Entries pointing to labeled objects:

########################################

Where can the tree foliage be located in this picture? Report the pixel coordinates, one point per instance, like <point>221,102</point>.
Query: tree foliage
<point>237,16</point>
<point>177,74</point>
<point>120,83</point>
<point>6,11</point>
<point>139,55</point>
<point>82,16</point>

########################################

What the task requires -
Copy out every one of the items above, reproducing each line without any change.

Exercise solution -
Where can the tree foliage be located in this picture? Report the pixel coordinates, one point per instance, like <point>221,102</point>.
Query: tree foliage
<point>237,16</point>
<point>177,74</point>
<point>120,83</point>
<point>6,11</point>
<point>139,55</point>
<point>82,16</point>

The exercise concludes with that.